>> start Provided material

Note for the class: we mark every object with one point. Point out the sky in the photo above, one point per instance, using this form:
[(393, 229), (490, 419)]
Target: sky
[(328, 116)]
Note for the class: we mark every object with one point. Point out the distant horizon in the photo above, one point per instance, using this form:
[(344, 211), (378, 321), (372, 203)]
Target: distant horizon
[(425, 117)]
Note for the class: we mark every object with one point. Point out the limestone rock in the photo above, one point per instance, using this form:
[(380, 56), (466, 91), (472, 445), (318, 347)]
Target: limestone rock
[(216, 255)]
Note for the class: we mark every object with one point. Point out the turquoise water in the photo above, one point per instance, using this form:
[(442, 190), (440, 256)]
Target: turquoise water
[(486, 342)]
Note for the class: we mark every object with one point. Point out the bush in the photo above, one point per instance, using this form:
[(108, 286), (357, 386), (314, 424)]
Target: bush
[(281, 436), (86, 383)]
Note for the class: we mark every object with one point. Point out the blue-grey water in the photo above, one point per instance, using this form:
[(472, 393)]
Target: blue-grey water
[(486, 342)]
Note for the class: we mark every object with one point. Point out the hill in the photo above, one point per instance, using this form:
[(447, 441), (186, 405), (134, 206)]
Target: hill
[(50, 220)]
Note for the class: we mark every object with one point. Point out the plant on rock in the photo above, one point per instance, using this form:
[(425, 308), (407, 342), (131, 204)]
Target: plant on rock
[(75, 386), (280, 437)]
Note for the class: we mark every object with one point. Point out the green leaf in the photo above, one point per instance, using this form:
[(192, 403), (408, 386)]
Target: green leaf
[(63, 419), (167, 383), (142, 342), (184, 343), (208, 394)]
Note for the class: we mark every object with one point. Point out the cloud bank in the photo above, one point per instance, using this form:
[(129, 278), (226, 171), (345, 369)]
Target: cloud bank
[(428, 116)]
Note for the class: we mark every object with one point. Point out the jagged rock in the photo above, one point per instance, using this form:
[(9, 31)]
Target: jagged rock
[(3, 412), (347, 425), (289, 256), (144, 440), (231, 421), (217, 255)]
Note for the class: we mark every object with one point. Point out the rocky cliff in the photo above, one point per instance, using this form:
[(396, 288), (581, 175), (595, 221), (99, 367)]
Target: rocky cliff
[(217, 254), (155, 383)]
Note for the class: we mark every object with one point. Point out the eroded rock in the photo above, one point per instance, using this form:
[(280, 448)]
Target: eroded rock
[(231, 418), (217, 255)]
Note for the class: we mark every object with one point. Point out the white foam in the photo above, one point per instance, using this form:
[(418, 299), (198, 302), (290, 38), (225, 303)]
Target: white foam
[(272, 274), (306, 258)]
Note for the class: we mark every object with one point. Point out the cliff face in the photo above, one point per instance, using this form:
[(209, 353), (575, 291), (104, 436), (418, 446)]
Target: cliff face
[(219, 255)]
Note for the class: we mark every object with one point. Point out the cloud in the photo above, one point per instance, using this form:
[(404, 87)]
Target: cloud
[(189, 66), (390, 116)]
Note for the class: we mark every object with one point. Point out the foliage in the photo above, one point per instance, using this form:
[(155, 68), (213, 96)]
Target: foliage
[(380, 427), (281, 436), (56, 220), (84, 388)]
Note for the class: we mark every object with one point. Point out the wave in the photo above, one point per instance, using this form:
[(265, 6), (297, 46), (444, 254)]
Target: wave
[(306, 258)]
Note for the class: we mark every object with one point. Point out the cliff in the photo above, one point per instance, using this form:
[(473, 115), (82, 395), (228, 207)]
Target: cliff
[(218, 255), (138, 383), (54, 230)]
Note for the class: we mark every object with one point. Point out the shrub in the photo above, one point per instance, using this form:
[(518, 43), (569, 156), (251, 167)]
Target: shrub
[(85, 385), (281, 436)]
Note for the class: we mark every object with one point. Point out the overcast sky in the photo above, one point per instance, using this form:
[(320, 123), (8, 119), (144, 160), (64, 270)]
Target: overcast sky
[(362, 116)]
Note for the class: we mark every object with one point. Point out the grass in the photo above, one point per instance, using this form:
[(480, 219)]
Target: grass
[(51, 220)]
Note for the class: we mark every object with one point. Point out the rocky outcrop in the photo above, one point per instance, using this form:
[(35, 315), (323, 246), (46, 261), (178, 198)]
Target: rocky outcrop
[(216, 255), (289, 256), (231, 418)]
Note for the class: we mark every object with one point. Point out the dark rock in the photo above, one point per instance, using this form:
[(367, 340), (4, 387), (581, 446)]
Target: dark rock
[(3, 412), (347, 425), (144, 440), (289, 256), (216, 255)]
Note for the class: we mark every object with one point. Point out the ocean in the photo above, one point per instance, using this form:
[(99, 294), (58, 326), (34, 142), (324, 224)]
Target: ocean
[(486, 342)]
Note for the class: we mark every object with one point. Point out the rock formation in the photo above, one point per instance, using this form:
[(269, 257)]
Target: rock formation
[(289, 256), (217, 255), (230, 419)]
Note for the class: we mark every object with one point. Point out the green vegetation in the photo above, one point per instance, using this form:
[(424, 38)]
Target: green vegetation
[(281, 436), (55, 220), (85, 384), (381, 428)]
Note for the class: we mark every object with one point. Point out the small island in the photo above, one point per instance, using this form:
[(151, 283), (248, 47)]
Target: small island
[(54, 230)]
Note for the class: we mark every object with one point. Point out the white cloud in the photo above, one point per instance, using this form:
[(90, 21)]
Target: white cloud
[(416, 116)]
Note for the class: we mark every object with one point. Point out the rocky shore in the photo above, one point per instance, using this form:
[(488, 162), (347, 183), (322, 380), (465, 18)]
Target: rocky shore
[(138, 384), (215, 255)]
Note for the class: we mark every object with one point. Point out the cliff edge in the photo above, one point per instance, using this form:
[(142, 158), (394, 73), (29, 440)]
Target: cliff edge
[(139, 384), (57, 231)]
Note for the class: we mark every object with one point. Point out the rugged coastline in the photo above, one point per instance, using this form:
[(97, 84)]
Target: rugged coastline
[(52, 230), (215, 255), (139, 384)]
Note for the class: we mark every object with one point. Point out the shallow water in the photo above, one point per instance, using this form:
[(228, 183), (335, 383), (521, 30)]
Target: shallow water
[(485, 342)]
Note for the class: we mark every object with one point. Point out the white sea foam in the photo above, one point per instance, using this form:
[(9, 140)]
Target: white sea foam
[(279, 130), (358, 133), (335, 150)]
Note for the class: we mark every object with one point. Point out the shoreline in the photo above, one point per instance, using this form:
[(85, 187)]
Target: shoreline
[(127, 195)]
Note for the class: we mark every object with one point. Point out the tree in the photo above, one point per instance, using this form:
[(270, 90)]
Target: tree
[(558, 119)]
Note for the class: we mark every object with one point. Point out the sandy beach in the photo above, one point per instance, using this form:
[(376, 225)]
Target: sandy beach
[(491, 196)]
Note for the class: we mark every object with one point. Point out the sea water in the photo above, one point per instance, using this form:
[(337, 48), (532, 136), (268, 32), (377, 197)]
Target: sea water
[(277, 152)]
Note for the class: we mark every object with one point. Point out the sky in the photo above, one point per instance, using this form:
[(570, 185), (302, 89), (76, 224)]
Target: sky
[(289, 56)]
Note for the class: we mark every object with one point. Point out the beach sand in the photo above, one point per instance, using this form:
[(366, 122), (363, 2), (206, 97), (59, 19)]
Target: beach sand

>> end Provided material

Brief: Write out the listing above again, replacing each "Note for the class" with "Reminder for the class". Keep everything else the same.

Full response:
Reminder for the class: we mark every object with one point. Point out the sky in the photo above, one point per instance, using this form:
[(393, 229), (490, 419)]
Target: sky
[(328, 116)]
Reminder for the class: we mark every object with one point. Point out the distant horizon in the photo above, one point per instance, using this form:
[(344, 211), (378, 321), (372, 203)]
Target: distant horizon
[(425, 117)]
Reminder for the class: we mark every object with one point. Point out the limestone rock in the photo above, one point per instance, using this form:
[(380, 56), (466, 91), (472, 445), (318, 347)]
Target: limestone rock
[(216, 255)]
Reminder for the class: we mark every object with one point. Point out the turquoise water in the photo above, one point per instance, using this form:
[(442, 190), (440, 256)]
Target: turquoise water
[(486, 342)]
Reminder for the class: we mark every object with one point. Point out the bush in the photo above, one point per instance, using this form:
[(108, 286), (357, 386), (314, 424)]
Target: bush
[(281, 436), (86, 383)]
Reminder for the class: we mark every object with one point. Point out the blue-grey water in the photo above, one point per instance, using this form:
[(472, 393)]
Target: blue-grey water
[(486, 342)]
Reminder for the class: we mark every object with one point. Point out the hill in the photo above, one point per instance, using this form:
[(447, 441), (186, 405), (134, 206)]
Target: hill
[(50, 220)]
Reminder for the class: we mark every object with one point. Point out the plant on rock in the photo above, one point per instance, using this form:
[(425, 308), (407, 342), (131, 204)]
Target: plant on rock
[(75, 386), (280, 437)]
Reminder for the class: we mark every object with one point. Point out the green leaf in the photo above, one point per instance, using this form:
[(192, 403), (408, 386)]
Target: green leaf
[(63, 419), (167, 383), (142, 342), (184, 343), (208, 394)]
Reminder for the class: we mark every object with one point. Point out the cloud bank in the photo above, one point per instance, using this form:
[(129, 278), (226, 171), (345, 369)]
Target: cloud bank
[(428, 116)]
Reminder for the class: we mark every object with one point. Point out the jagged rock in the photo above, one point per instance, using this form:
[(9, 31)]
Target: jagged rock
[(3, 412), (347, 425), (289, 256), (144, 440), (231, 421), (217, 255)]
Reminder for the class: we mark every object with one point. Point out the rocky cliff in the photo above, one point per instance, using this form:
[(396, 288), (581, 175), (595, 221), (99, 367)]
Target: rocky cliff
[(217, 254), (155, 383)]
Reminder for the class: we mark every object with one point. Point out the eroded rock in the photo above, one point per instance, using this form:
[(280, 448)]
Target: eroded rock
[(231, 418), (217, 255)]
Reminder for the class: we mark every object with one point. Point out the white foam in the photo above, one point per instance, using this form:
[(418, 299), (198, 302), (290, 38), (225, 303)]
Target: white foam
[(272, 274), (306, 258)]
Reminder for the class: we mark every object with one point. Point out the cliff face in the photo above, one point per instance, using this form:
[(209, 353), (575, 291), (104, 436), (418, 446)]
Target: cliff face
[(219, 255)]
Reminder for the class: we mark every object with one point. Point out the cloud in the photo above, one point per instance, using this form:
[(404, 87)]
Target: cloud
[(189, 66), (390, 116)]
Reminder for the class: we mark every object with one point. Point out the foliage in the photo above, one point per instance, using this form:
[(155, 68), (213, 96)]
Target: foliage
[(380, 427), (281, 436), (56, 220), (84, 388)]
Reminder for the class: we mark every object with one point. Point out the wave in the photo above, one point per instance, using this form:
[(265, 6), (297, 46), (444, 254)]
Target: wave
[(306, 258)]
Reminder for the class: we mark every object with one point. Point out the cliff in the photo above, one point per instance, using this form:
[(473, 115), (82, 395), (228, 207)]
Target: cliff
[(218, 255), (138, 383), (54, 230)]
Reminder for the class: we mark every object with one point. Point out the shrub in the photo above, one point per instance, using this form:
[(518, 43), (569, 156), (251, 167)]
Target: shrub
[(85, 385), (281, 436)]
Reminder for the class: we mark every object with one point. Point out the overcast sky in the photo above, one point per instance, using this form:
[(320, 123), (8, 119), (144, 160), (64, 270)]
Target: overcast sky
[(362, 116)]
Reminder for the class: we mark every object with one point. Point out the grass in the photo above, one point per instance, using this form:
[(480, 219)]
Target: grass
[(51, 220)]
Reminder for the class: we mark every object with one point. Point out the rocky outcrop in the photo above, one point per instance, using this form:
[(35, 315), (323, 246), (46, 261), (178, 198)]
Target: rocky outcrop
[(216, 255), (289, 256), (231, 418)]
Reminder for the class: we mark every object with one point. Point out the dark rock in the photo above, one point per instance, using this form:
[(367, 340), (4, 387), (581, 446)]
Target: dark rock
[(3, 412), (347, 425), (144, 440), (289, 256), (216, 255)]
Reminder for the class: we mark every object with one point. Point out the ocean in the photo above, one point per instance, using this form:
[(99, 294), (58, 326), (34, 142), (324, 224)]
Target: ocean
[(486, 342)]
Reminder for the class: we mark every object with one point. Point out the rock formation in the photo above, one point per instance, using this form:
[(269, 257)]
Target: rock formation
[(289, 256), (217, 255), (230, 419)]
Reminder for the class: we mark every object with one point. Point out the green vegetation in the photo above, one point per instance, using this form:
[(424, 38)]
Target: green vegetation
[(281, 436), (55, 220), (85, 384), (381, 428)]
Reminder for the class: we mark every object with one point. Point out the small island in the photo above, one point per instance, using this form:
[(151, 283), (248, 47)]
Target: small island
[(54, 230)]
Reminder for the class: we mark every object with one point. Point out the white cloud in the photo above, one point per instance, using this form:
[(90, 21)]
Target: white cloud
[(416, 116)]
Reminder for the class: we mark every object with one point. Point out the rocky shore in the photo above, one point per instance, using this form:
[(488, 162), (347, 183), (322, 380), (465, 18)]
Target: rocky shore
[(138, 384), (215, 255)]
Reminder for the class: we mark every object with one point. Point out the cliff edge in the photo above, one point per instance, using this form:
[(142, 158), (394, 73), (29, 440)]
Target: cliff edge
[(139, 384), (57, 231)]
Reminder for the class: we mark every object with one point. Point out the rugged coastline in the photo above, one point per instance, using this form:
[(97, 84)]
Target: rugged coastline
[(52, 230), (215, 255), (139, 384)]
Reminder for the class: we mark every object with one point. Point out the shallow water in the photo above, one point per instance, using this form:
[(228, 183), (335, 383), (521, 30)]
Target: shallow water
[(485, 342)]
Reminder for the class: we mark every object with one point. Point out the white sea foam in the photo above, one point per instance, using this form:
[(9, 140)]
Target: white sea foam
[(279, 130), (358, 133), (335, 150)]
Reminder for the class: we mark every object with one point. Point out the shoreline in the photo above, one point per instance, using this form:
[(85, 187)]
Target: shoreline
[(127, 195)]
Reminder for the class: we mark every object with one point. Point out the tree in the photo above, one point per instance, using this form:
[(270, 90)]
Target: tree
[(558, 119)]
Reminder for the class: we mark every object with one point. Point out the sandy beach in the photo above, one point per instance, using this form:
[(376, 225)]
Target: sandy beach
[(491, 196)]
Reminder for the class: we mark every object with one point. Point out the sea water in the photo above, one point per instance, using this form:
[(337, 48), (532, 136), (268, 32), (377, 197)]
Target: sea water
[(277, 152)]
Reminder for the class: we mark every object with one point. Point out the sky in the photo above, one point per instance, using this form:
[(570, 185), (302, 89), (76, 224)]
Target: sky
[(289, 56)]
Reminder for the class: we mark every object with one point. Point out the beach sand in the photo above, one point per instance, using this form:
[(366, 122), (363, 2), (206, 97), (59, 19)]
Target: beach sand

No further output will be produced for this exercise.